§ Instruction
Lay out everything from the line containing "Check that every instance of the fence" down through the line containing "column 13, row 65", both included, as a JSON list of strings with one string per line and no blank lines. Leave the pictures out.

Start of Given entries

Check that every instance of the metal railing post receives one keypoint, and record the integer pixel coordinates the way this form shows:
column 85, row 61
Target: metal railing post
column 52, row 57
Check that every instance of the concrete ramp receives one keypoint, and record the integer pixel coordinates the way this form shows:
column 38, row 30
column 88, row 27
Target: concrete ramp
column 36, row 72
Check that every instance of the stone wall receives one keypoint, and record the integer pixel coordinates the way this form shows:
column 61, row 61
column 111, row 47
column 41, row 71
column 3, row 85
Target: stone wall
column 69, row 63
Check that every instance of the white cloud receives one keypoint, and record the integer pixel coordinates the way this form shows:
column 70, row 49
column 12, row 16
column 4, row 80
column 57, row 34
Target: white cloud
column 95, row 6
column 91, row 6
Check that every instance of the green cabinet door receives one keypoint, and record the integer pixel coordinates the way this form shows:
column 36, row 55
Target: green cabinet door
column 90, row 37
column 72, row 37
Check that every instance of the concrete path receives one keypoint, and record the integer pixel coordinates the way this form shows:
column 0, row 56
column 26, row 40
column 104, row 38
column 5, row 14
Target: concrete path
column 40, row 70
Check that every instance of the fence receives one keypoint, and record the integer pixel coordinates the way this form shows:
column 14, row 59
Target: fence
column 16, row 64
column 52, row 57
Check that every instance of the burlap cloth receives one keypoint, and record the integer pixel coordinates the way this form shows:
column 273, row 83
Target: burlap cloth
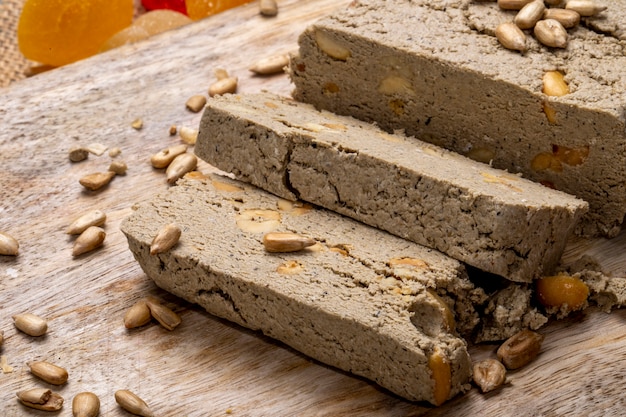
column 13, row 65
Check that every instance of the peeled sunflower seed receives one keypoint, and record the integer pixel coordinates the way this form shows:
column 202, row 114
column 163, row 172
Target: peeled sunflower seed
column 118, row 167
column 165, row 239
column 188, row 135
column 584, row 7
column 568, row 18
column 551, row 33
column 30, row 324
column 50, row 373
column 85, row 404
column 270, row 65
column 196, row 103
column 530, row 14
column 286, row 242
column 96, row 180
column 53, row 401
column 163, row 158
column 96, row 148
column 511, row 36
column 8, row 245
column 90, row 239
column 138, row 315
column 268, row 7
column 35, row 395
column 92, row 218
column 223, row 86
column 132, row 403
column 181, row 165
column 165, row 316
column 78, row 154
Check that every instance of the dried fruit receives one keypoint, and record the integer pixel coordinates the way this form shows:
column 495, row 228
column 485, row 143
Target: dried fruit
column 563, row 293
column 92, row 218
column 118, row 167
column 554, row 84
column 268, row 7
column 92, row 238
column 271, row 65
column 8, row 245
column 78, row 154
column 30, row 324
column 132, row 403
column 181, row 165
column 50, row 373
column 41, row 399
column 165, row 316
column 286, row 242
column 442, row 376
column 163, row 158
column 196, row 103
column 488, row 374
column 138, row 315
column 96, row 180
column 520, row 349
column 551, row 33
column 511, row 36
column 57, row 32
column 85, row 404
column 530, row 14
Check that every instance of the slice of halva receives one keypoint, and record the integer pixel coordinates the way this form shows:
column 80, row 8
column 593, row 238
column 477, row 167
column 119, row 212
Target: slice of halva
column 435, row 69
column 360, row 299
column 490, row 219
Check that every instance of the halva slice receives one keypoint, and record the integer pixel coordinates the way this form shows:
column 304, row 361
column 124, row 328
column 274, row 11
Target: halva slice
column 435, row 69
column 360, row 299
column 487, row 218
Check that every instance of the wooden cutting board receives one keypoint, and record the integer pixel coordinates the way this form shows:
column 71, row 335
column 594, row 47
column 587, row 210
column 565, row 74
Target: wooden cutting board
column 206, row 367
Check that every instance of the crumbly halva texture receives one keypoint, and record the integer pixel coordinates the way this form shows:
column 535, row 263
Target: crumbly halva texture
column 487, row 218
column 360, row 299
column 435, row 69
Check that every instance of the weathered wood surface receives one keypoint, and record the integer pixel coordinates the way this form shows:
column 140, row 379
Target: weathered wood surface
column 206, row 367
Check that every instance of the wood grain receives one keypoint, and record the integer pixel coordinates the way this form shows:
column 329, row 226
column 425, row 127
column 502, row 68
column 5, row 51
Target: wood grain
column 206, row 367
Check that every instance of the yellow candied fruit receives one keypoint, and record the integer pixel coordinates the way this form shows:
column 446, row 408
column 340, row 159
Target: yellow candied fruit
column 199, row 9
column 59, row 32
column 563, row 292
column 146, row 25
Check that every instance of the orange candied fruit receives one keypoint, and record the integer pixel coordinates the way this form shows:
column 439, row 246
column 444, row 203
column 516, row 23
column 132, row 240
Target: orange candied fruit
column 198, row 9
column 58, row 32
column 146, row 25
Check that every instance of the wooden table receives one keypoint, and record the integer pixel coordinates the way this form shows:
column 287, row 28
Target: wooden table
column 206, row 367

End of Given entries
Start of Given entries

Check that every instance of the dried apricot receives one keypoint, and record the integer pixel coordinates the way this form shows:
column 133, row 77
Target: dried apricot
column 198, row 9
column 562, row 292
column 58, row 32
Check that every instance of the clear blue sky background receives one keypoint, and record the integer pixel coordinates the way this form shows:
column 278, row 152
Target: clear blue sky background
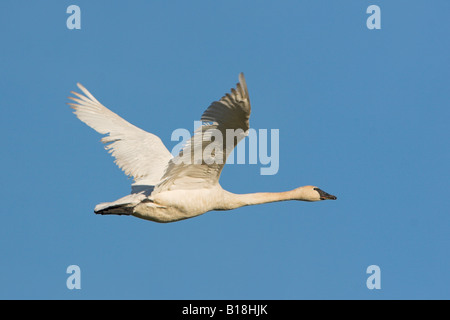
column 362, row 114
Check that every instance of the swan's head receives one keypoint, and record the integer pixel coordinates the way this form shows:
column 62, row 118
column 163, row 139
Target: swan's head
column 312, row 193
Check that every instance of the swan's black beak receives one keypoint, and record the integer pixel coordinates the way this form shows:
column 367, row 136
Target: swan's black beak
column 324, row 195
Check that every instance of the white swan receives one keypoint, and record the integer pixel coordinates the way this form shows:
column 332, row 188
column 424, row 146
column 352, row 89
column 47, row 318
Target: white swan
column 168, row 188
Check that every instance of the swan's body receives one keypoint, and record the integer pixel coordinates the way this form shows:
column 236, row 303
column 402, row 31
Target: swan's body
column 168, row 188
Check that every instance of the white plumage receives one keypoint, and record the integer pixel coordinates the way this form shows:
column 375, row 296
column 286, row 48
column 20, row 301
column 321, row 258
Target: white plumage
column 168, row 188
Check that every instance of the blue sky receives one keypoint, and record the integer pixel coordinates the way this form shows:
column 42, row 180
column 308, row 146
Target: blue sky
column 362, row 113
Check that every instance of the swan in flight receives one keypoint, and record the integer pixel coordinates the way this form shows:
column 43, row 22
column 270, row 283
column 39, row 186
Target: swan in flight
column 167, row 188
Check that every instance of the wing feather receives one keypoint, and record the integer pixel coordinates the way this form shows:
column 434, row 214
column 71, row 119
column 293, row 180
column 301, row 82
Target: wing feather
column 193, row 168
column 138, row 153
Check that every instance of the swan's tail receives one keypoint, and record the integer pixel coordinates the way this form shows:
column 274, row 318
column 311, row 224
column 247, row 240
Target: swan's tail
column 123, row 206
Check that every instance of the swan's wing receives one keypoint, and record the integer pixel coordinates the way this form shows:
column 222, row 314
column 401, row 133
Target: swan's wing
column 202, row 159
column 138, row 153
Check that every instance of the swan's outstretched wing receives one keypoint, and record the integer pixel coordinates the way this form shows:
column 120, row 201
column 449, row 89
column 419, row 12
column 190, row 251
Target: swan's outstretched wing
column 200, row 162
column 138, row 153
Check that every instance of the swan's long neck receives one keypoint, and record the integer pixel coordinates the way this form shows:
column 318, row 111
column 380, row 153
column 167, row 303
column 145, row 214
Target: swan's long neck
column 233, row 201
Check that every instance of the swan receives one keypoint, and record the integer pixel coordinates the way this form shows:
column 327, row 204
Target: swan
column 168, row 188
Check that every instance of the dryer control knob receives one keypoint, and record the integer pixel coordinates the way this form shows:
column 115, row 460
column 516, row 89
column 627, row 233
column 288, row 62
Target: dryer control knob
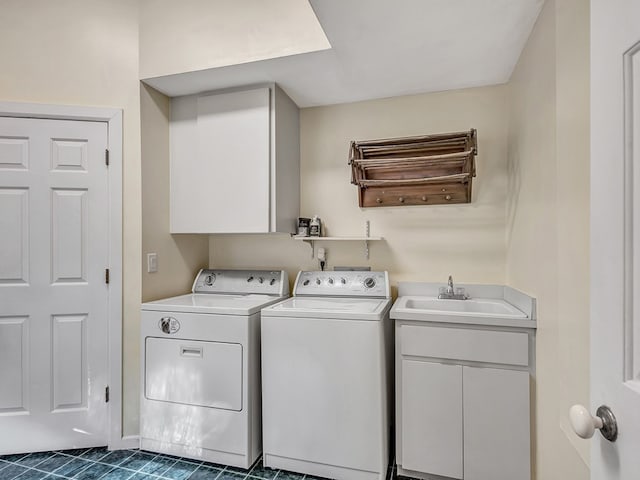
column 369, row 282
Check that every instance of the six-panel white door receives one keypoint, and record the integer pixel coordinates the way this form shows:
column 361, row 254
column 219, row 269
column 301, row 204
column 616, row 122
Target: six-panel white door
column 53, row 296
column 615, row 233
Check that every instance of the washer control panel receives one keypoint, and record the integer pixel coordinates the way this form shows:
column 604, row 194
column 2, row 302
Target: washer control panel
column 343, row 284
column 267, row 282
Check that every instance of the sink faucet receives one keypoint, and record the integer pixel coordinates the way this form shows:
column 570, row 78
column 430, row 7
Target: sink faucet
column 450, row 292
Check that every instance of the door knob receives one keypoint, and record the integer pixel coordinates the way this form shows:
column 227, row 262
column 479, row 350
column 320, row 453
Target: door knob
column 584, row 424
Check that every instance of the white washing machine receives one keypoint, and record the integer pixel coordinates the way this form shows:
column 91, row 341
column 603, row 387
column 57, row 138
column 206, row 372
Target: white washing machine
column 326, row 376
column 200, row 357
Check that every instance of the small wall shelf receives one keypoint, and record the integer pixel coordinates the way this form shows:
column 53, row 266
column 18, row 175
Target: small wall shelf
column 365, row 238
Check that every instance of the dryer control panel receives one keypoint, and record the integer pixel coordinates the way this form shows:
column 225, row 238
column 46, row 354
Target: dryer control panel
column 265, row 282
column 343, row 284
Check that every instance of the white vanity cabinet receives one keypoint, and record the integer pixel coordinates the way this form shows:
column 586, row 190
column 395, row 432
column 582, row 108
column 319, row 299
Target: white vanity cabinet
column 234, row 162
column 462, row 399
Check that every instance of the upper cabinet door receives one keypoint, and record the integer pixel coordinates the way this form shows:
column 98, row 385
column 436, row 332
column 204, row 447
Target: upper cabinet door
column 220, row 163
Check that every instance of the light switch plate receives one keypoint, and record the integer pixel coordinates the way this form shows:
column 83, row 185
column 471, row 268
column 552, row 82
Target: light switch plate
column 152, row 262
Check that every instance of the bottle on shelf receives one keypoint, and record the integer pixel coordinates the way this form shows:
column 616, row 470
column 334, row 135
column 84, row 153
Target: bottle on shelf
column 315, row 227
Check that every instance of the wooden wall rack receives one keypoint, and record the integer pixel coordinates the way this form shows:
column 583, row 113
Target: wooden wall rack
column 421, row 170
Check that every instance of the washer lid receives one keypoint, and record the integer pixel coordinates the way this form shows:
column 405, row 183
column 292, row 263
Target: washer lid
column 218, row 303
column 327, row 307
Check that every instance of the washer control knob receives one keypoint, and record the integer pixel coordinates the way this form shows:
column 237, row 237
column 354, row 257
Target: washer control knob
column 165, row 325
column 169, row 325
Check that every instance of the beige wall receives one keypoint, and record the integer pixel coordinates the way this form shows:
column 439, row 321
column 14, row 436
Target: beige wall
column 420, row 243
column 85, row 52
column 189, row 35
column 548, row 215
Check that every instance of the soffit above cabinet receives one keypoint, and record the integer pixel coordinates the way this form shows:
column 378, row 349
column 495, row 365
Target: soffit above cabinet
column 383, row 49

End of Given entries

§ Right answer
[
  "Check that every instance of the fence receives one keypoint, and record the integer pixel coordinates the way this form shows:",
  "column 14, row 59",
  "Target: fence",
  "column 16, row 64",
  "column 52, row 57",
  "Check that every instance of the burlap cloth receives one keypoint, and record the integer pixel coordinates the way this form shows:",
  "column 273, row 83",
  "Target: burlap cloth",
  "column 13, row 65"
]